■ Passage for review:
Tuesday, August 09, 2005

Angana's CAG should read this : Rajiv Gandhi told the officla ' you’re a heart patient , take rest'


CAG is a fake leftist Anti-Hindu organization ... READERS EXPOSE ANGANA CHATERJI and LEFTIST GANG

‘Rao told me to protect friends...Rajiv told me you’re a heart patient, take rest’

For the third time, then L-G Gavai has been made the fall guy


NEW DELHI, AUGUST 8 One man wasn’t surprised at all today, the Lieutenant Governor of Delhi at the time of Indira Gandhi’s assassination in 1984. Barely days before the Nanavati Commission report was tabled in Parliament, in an extensive conversation with The Indian Express at his Nagpur residence, P G Gavai was prescient: ‘‘I know I will again be made a scapegoat to shield the higher-ups.’’

Gavai is the highest executive authority to have been blamed by the Nanavati Commission for lapses related to the riots that shook the city for a week after October 31 that year.

Gavai claimed the carnage was not on account of any errors on his part but rather because the Rajiv Gandhi Government at the Centre ‘‘deliberately delayed’’ calling in the Army when the mass killings began on November 1, 1984.

For Gavai, the Nanavati report completes a dubious hat trick. The retired Maharashtra cadre IAS officer said this was the third occasion he had been made the ‘‘fall guy’’.

The first time, he said, was when Rajiv Gandhi summoned him on November 2, 1984, and told him: ‘‘Gavaiji, you are a heart patient and you should now take rest.’’ Though he was advised to proceed on leave, Gavai chose to assume ‘‘moral responsibility’’ and resign the following day, after overseeing Indira Gandhi’s funeral.

Two years later, the Ranganath Misra Commission, while exonerating the Rajiv Gandhi Government — its home minister was P V Narasimha Rao, later to become premier himself — held Gavai should have ‘‘perhaps’’ assumed more than just moral blame and kept open ‘‘the extent of his responsibility’’.

Again in the Nanavati report, the blame for administrative lapses has not gone beyond Gavai, to the Union Home Ministry or even further up. ‘‘Gavai was the person responsible for the maintenance of law and order in Delhi,’’ the Nanavati report says baldly, ‘‘and, therefore, he cannot escape the responsibility for its failure.’’

But Gavai had another view. Though law and order of Delhi came directly under the jurisdiction of the Union Home Ministry, it was convenient for everybody, he alleged, to pin the blame on him. He ascribed this to two reasons: one, he was not a Congress politician, and, two, he belonged to the Scheduled Castes.

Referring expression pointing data
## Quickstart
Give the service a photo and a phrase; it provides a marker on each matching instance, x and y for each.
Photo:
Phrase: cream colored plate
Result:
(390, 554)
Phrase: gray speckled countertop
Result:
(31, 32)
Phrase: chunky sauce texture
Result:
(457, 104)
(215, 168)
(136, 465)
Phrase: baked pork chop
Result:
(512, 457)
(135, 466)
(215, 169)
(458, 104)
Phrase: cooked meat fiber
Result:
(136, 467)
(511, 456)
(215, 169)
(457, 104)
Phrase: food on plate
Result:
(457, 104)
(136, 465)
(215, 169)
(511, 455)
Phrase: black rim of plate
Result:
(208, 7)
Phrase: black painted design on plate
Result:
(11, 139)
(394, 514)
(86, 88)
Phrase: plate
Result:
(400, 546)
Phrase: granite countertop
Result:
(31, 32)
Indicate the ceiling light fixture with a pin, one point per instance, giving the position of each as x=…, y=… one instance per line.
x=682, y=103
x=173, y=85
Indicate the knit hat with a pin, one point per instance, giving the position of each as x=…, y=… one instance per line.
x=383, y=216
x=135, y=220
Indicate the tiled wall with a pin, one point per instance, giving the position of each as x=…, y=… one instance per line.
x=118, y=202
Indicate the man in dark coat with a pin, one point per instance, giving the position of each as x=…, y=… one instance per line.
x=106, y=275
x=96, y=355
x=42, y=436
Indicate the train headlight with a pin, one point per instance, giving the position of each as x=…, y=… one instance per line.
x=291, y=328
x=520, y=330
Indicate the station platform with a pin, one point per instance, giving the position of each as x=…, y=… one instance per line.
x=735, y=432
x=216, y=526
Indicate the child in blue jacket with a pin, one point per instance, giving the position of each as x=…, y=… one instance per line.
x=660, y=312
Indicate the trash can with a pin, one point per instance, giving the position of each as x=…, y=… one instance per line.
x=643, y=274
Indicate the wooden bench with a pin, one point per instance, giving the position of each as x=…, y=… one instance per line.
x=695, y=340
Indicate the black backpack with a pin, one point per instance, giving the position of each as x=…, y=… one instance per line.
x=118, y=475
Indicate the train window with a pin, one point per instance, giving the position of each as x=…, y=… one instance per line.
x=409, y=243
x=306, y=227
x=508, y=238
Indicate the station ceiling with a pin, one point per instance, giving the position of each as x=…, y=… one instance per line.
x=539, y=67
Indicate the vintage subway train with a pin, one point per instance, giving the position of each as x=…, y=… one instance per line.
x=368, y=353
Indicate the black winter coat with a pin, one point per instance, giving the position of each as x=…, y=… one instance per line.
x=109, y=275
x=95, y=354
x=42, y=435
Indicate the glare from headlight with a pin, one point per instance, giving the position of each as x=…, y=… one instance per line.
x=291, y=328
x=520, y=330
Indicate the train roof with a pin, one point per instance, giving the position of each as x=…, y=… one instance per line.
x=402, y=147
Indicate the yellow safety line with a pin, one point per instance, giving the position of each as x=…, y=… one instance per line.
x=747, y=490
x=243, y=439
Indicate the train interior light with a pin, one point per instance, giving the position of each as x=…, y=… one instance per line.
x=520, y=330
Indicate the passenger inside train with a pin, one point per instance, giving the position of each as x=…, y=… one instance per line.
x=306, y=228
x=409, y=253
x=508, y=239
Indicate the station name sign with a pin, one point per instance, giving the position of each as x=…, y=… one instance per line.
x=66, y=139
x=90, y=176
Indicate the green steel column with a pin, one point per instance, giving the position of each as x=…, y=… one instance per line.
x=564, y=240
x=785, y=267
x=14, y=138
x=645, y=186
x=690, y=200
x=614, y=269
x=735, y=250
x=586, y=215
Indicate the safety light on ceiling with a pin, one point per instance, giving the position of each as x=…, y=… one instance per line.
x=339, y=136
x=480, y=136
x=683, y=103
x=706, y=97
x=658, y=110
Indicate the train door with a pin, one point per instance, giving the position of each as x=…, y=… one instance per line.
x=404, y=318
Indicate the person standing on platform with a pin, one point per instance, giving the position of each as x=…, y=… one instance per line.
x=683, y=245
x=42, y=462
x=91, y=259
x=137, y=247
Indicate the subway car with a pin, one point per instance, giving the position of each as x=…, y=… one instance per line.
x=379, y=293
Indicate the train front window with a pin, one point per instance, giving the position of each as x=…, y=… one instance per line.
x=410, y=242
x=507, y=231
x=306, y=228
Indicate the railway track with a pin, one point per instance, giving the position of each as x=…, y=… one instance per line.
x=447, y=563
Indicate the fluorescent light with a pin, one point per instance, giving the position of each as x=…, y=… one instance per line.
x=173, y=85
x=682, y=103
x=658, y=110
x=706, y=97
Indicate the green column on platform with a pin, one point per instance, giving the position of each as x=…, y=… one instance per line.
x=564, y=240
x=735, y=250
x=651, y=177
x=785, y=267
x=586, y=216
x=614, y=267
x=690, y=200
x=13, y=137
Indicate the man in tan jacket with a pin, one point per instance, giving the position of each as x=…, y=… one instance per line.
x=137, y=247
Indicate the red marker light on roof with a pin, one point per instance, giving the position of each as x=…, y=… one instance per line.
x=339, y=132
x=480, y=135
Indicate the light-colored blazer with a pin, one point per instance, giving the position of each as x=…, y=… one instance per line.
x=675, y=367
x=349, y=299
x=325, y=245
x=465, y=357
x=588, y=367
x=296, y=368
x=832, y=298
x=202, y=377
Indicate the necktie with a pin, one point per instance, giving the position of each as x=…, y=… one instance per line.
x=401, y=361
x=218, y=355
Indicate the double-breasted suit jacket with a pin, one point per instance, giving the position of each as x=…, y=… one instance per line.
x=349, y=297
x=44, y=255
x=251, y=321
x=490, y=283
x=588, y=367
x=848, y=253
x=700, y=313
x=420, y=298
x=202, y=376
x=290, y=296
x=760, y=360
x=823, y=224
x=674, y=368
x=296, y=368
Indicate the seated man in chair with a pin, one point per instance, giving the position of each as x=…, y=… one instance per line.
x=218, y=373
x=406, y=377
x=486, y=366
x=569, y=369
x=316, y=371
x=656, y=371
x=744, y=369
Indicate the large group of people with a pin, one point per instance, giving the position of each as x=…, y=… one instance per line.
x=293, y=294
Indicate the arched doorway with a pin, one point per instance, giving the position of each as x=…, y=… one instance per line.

■ Problem A: In the article about P G Gavai and the 1984 riots, what date did Rajiv Gandhi summon Gavai and tell him he should take rest?
■ Problem B: Can you summarize the article about P G Gavai and the 1984 riots in two sentences?
■ Problem C: Could you pick up the article about P G Gavai and the 1984 riots after its final sentence and continue it?

■ Expected answer A: November 2, 1984.

■ Expected answer B: P G Gavai, Delhi's Lieutenant Governor when Indira Gandhi was assassinated in 1984, is the highest executive authority the Nanavati Commission blamed for lapses in the riots that followed, and he says this is the third time he has been made the "fall guy." Gavai claimed the Rajiv Gandhi Government deliberately delayed calling in the Army, and he alleged that he was blamed because he was not a Congress politician and belonged to the Scheduled Castes.

■ Expected answer C:
Gavai’s chief claim to innocence is that he had asked the then commissioner of Delhi Police, S C Tandon, to call in the Army right on the morning of November 1, when the violence had just begun. But for reasons beyond his control, the Army entered only two of the then six police districts of Delhi by the evening of November 1. It became effective in all districts as late as November 3. By then, hundreds of Sikhs had been slaughtered.

‘‘The sequence of events clearly tells a tale. Political authorities purposely wasted time in keeping with their nefarious design to teach Sikhs a lesson,’’ Gavai told The Indian Express. ‘‘(P V Narasimha) Rao was calling me up to only ask me to protect his friends.’’

When Rajiv Gandhi rebuked him at their November 2 meeting for not having acted swiftly in calling in the Army, Gavai, by his own admission, kept quiet. He saw no point in defending himself: ‘‘Who was I to delay the Army? Those who could have sent the Army had purposely delayed it. When I raised this with the then Army chief, he said these things (deployment) take time. The concern that was shown was all a drama.’’

Gavai regretted that even after 21 years, the Indian state was not prepared to ‘‘face up to the political complicity’’ in the massacre: ‘‘It’s a shame they are still engaged in that drama.’’

URL: http://www.indianexpress.com/full_story.php?content_id=75903


Blogger Naxal Watch said...

Politics of forgetting and forgiving
Harish Khare

A society ought to move beyond the politics of memory. Justice Nanavati
has given enough ammunition to those who want to keep the pot boiling.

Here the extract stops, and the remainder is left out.